From embracing imperfection to reframing reality through subjective perspectives, here’s what drama can learn from its non-fictional cousin.
1. The Power of the Unpolished
Documentaries excel at capturing the beauty of imperfection. An unexpected laugh, a stumble over words, or a subject awkwardly shifting in their chair — these moments are often what make a documentary feel authentic and human. The messiness of real life becomes its own kind of poetry.
Take Hoop Dreams, for instance, where the daily struggles and triumphs of two young basketball players are depicted with a raw honesty that no scripted drama could fully replicate. The moments of frustration, joy, and quiet reflection — often unplanned and spontaneous — are what make the story resonate.
Dramas, by contrast, can suffer from over-rehearsal and perfectionism. Borrowing the documentary approach of embracing the unvarnished can help dramas feel more immediate and relatable. Think of a film allowing its actors to improvise or letting the camera linger awkwardly on a character fumbling for words. This sense of spontaneity brings stories closer to the texture of real life.
2. Storytelling Through Subjective Perspectives
Documentaries rarely present an objective reality. They filter events through the perspectives of interviewees, whose emotions, biases, and experiences shape the narrative. This approach doesn’t diminish the truth of a documentary — it enriches it, showing how the same event can be experienced and remembered in profoundly different ways.
In The Act of Killing, former Indonesian death squad leaders are invited to re-enact their atrocities in the style of their favourite film genres. The result is a chillingly subjective exploration of how people frame their own actions to live with their pasts. The documentary doesn’t offer a single “truth” but instead lets us peer into multiple, often contradictory versions of it.
Dramas can learn from this layered storytelling, presenting not just an omniscient view of events but showing how characters perceive and interpret their world. A film that lets its audience see through the eyes of its flawed, unreliable characters doesn’t obscure reality — it reveals its complexity.
3. Explore Themes as Questions, Not Statements
When documentaries do their job well, they resist the urge to push a single, definitive message. Instead, they explore multiple perspectives, often presenting conflicting sides of the same story. This approach invites viewers to grapple with the complexities of the subject matter and come to their own conclusions.
Take 13th, Ava DuVernay’s exploration of systemic racism in the United States. While its central thesis is clear, the documentary’s strength lies in its nuanced presentation of history, data, personal testimonies, and cultural shifts. Each layer builds a broader understanding, making its argument not just a statement but an invitation to engage deeply with its themes.
Dramas often lean toward pushing a specific thematic message, hammering it home in a way that can feel heavy-handed. But they could learn from documentaries’ ability to present stories as questions rather than answers. No Country for Old Men is an excellent example of a drama that does this well. Its central themes — about violence, fate, and morality — are never neatly resolved. Instead, they remain open-ended, prompting viewers to wrestle with their own interpretations.
By resisting the urge to moralise or tie everything up neatly, dramas can achieve a more profound resonance. A theme presented as a question rather than a statement lingers longer, sparking conversation and introspection.

§ §

● **Problems to work on**
• a. Return the passage of the article about drama and documentaries that begins at the words "Dramas, by contrast, can" and stops after the words "profoundly different ways.".
• b. In the article about drama and documentaries, which drama is given as a good example of leaving its themes unresolved?
• c. Extend the article about drama and documentaries, picking up right after its final sentence.

● **Data entries**

§ §

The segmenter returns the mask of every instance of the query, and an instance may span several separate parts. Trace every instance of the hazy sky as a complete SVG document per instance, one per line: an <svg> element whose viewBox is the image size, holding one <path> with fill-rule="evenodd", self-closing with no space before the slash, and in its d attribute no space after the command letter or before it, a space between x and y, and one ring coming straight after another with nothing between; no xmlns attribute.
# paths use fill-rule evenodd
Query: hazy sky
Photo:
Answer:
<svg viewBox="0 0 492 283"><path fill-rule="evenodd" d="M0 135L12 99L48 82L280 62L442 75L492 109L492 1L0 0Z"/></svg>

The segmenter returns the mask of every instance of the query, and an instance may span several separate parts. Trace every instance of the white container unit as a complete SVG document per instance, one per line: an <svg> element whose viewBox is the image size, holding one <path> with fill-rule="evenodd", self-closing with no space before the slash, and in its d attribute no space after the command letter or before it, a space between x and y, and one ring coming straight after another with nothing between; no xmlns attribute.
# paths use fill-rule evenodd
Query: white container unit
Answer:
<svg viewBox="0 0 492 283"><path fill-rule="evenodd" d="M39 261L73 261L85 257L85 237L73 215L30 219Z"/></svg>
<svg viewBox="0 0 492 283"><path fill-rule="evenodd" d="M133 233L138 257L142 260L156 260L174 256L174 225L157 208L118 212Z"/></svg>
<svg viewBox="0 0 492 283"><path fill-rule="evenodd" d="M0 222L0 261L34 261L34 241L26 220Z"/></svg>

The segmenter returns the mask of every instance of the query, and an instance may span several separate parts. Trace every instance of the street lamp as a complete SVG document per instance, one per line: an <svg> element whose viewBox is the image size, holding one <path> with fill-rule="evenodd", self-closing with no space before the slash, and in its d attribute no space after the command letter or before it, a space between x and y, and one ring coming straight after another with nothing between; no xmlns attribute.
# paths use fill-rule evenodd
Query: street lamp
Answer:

§ §

● **Answers in order**
• a.
Dramas, by contrast, can suffer from over-rehearsal and perfectionism. Borrowing the documentary approach of embracing the unvarnished can help dramas feel more immediate and relatable. Think of a film allowing its actors to improvise or letting the camera linger awkwardly on a character fumbling for words. This sense of spontaneity brings stories closer to the texture of real life.
2. Storytelling Through Subjective Perspectives
Documentaries rarely present an objective reality. They filter events through the perspectives of interviewees, whose emotions, biases, and experiences shape the narrative. This approach doesn’t diminish the truth of a documentary — it enriches it, showing how the same event can be experienced and remembered in profoundly different ways.

• b. No Country for Old Men

• c.
4. Embrace the Strange
How often do we hear someone say after watching a documentary, “Reality is stranger than fiction”? This phrase speaks to the bizarre and unexpected nature of real-life stories, which often defy conventional ideas of believability. Documentaries like Tiger King or My Octopus Teacher remind us that the world is full of eccentric individuals and unbelievable events that seem tailor-made for the screen.
Dramas often limit themselves by trying to remain “realistic” within the narrow confines of audience expectations. But reality has no such boundaries. Take the story of Three Identical Strangers, a documentary about triplets separated at birth as part of a secret scientific experiment. The twists in this true story would be dismissed as implausible if they appeared in a fictional script, yet they happened.
Drama should take a cue from documentaries and dare to lean into the surreal and the absurd. By embracing the extraordinary realities of the world, dramas can expand their horizons and surprise audiences in ways that feel not just imaginative but grounded in the unpredictable truths of life.
5. Unearth the Extraordinary in the Ordinary
Documentaries are masters of finding meaning in small, everyday moments. A lingering shot of a family at dinner, a close-up of hands washing dishes, or the rhythmic patter of rain on a window — these quiet, seemingly insignificant details often carry the emotional weight of a story.
In Honeyland, the life of a solitary beekeeper in rural Macedonia becomes an epic meditation on human connection and environmental fragility. The documentary finds grandeur in her humble routines, turning the ordinary into something transcendent.
Dramas, too, can benefit from slowing down and noticing the poetry in the mundane. The power of a story often lies not in grand gestures but in the smallest, most personal details. By drawing inspiration from documentaries, dramas can remind us that life’s greatest truths often reside in its quietest moments.
Conclusion: Drama’s Path Forward
Drama and documentary share the same ultimate goal: to tell stories that move, challenge, and enlighten audiences. By borrowing from the techniques of documentaries — their embrace of imperfection, their subjective storytelling, their grounding in place, their celebration of the strange, and their attention to life’s quiet poetry — dramas can achieve a new level of depth and authenticity.
The best dramas don’t just transport us to another world; they remind us of the extraordinary truths that already exist in this one. By learning from the masters of real-life storytelling, drama can become a richer, bolder, and more surprising art form.